▶ _Exercise objective_
The records that follow must be reproduced in full, with every picture excluded.

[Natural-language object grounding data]
☆ ☆ ☆

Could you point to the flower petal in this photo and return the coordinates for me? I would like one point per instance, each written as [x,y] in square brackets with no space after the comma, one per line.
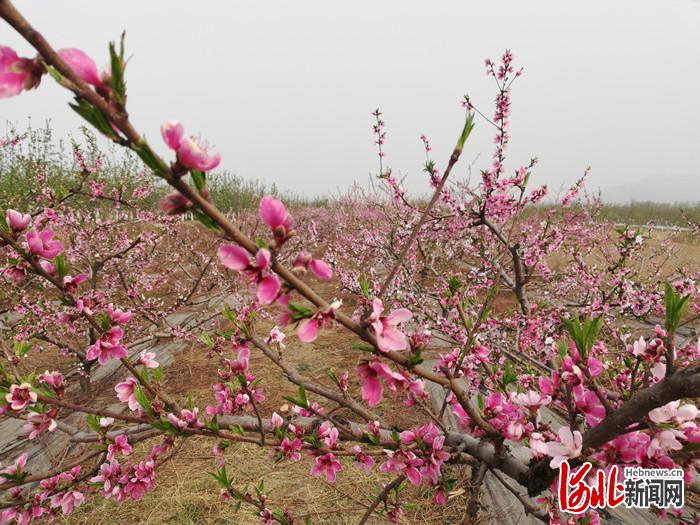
[233,257]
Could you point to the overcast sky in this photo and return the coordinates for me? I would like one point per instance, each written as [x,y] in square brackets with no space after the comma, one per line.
[284,89]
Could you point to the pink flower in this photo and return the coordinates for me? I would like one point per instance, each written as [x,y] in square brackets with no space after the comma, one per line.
[275,215]
[362,460]
[673,411]
[82,65]
[186,419]
[537,444]
[39,423]
[403,462]
[190,153]
[320,269]
[53,379]
[20,396]
[308,328]
[371,385]
[328,465]
[236,258]
[276,337]
[108,346]
[389,337]
[276,421]
[43,244]
[329,434]
[16,274]
[125,393]
[17,467]
[569,446]
[147,359]
[175,203]
[67,500]
[587,402]
[548,386]
[665,441]
[118,316]
[17,221]
[239,365]
[17,74]
[290,449]
[120,446]
[70,284]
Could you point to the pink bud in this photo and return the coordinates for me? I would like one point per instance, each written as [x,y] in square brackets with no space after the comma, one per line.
[320,269]
[17,221]
[81,64]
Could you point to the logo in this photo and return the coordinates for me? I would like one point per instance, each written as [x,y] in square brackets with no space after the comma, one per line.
[641,488]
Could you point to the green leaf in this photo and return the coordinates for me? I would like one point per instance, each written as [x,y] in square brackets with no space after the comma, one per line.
[675,305]
[91,114]
[363,347]
[93,422]
[466,131]
[207,340]
[21,348]
[166,427]
[117,71]
[158,374]
[199,180]
[143,400]
[364,285]
[299,311]
[61,265]
[205,219]
[58,77]
[150,159]
[104,320]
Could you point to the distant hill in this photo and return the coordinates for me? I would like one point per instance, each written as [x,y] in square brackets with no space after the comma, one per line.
[664,188]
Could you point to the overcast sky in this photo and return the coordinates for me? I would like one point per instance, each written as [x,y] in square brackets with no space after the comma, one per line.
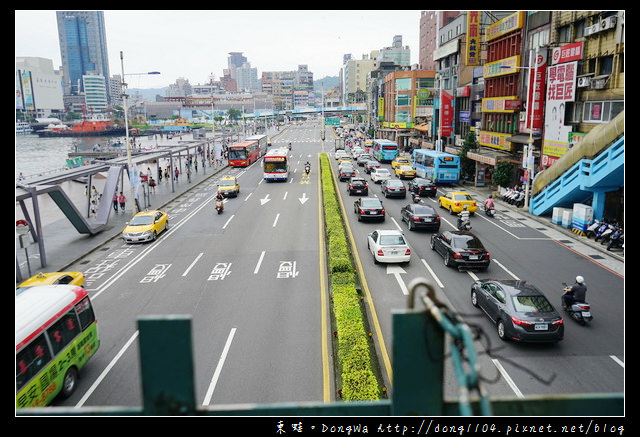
[192,44]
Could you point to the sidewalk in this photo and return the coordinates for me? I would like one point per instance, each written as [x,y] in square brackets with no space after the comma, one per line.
[63,245]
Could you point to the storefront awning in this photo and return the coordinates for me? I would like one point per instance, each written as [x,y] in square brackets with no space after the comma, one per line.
[523,139]
[488,156]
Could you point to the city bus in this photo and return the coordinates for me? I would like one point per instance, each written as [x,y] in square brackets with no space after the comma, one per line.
[383,150]
[276,165]
[439,167]
[262,143]
[56,335]
[244,153]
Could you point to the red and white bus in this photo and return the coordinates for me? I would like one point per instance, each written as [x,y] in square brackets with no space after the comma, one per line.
[276,165]
[244,153]
[262,143]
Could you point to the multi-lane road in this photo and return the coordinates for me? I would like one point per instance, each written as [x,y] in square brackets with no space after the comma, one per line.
[252,279]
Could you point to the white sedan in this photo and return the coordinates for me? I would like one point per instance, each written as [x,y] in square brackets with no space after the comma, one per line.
[380,174]
[388,246]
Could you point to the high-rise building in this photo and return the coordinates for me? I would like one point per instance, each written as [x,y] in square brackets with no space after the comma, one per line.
[83,47]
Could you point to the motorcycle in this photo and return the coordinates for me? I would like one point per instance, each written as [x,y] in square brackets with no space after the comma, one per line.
[616,239]
[464,224]
[578,311]
[219,206]
[490,211]
[593,227]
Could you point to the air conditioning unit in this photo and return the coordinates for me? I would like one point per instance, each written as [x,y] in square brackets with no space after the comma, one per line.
[583,82]
[608,23]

☆ ☆ ☆

▶ _Reply_
Could you point to the flower petal in this photo and return the coordinates for me? I would like one point per instance, each written as [x,y] in square brackets with no space after the comma, one per line.
[233,257]
Could you point to the overcast sky in this photo and return the coordinates for me? I would like one point per instance, each written as [x,y] in square brackets with no space after the comma, one per line.
[284,89]
Could you point to the pink flower in this photo and return the coordinates for me? I would like one point per instance, each written as [x,y] in square brackets with no space after the comma, one per line.
[275,215]
[362,460]
[673,411]
[82,65]
[186,419]
[537,444]
[39,423]
[403,462]
[190,153]
[320,269]
[53,379]
[20,396]
[308,328]
[371,385]
[328,465]
[236,258]
[276,337]
[108,346]
[389,337]
[276,421]
[43,244]
[329,434]
[16,274]
[125,393]
[17,467]
[569,446]
[147,359]
[175,203]
[67,500]
[587,402]
[548,386]
[665,441]
[118,316]
[17,221]
[239,365]
[17,74]
[290,449]
[120,446]
[70,284]
Could you point to the pink bud in this photo and return the coordinates for me? I would like one point per instance, each written as [x,y] in square brackets with no space after the comma, one per line.
[320,269]
[17,221]
[81,64]
Could you point to the logo in this photo and return the coordinates for me? I would like one point per instance, each written as [x,y] in square brackets with no space after the comma, one per line.
[641,488]
Could you point to the green leaf in this photo and return the coordinates for me? I would like one point per instance, each written as [x,y] in square brackets with no space after the comma, one per line.
[675,305]
[91,114]
[363,347]
[93,422]
[466,131]
[207,340]
[21,348]
[166,427]
[117,71]
[158,374]
[199,180]
[143,400]
[364,285]
[299,311]
[61,265]
[205,219]
[58,77]
[150,159]
[104,320]
Could you point to the distant hill in this photo and return the coordinates for me? I would like one point per instance, each written as [x,y] in square brackets with no space after the comma, one per line.
[664,188]
Could you point to the overcast sky in this photo and return the coordinates for me? I would like one point per instance, each written as [x,y] in square brackets with no space after the comma, one per line.
[192,44]
Could you point to the sidewalk in this photo and return the coordinates for me? I would like one point per instance, each written as [x,y] in square brackets with no space after the comma, one per line.
[63,245]
Could you point to the storefront awning in this photo and return the coordinates for me? I would like one point per instance, each written as [x,y] in square brackets with no space after the comma, one per line.
[523,139]
[488,156]
Could you point to the city bus in this photo and return the coordinates for me? I would like one point per instance, each written as [x,y] in square brackets with no space after the comma, one per line.
[383,150]
[276,165]
[439,167]
[262,143]
[56,335]
[244,153]
Could you point to the red and white bus in this photo and return the coordinates for me? I would like one point per instance, each written as [x,y] in square brackets with no space after the comma, one per line.
[276,165]
[244,153]
[262,143]
Could you point to the multi-lane road in this photo and return the coordinates for me? I would like one point per instance, each written as [x,y] in square brackets with no space after the comma, one per line.
[252,279]
Could you point to the white sedan in this photo and return the coordinates for me? I would like one point per instance, each written as [x,y] in square brackets with no space after the comma, one per line.
[380,174]
[388,246]
Could you point to the high-rise building in this photo and return the coordinates for me? I would like one point per instance, each written as [x,y] in square brackets with no space after the comma, one per line.
[83,47]
Could you point to the motorcycle in this photo and return the coordinates for me? I would like one point per instance, each written as [x,y] in square brackets with no space after the comma, one per line.
[616,239]
[464,224]
[578,311]
[219,206]
[490,211]
[593,227]
Could you point to the air conditioning unit in this photo and return the coordinates for me? I would like one point per instance, each written as [x,y] in square brackets with no space after the comma, one per line.
[583,82]
[608,23]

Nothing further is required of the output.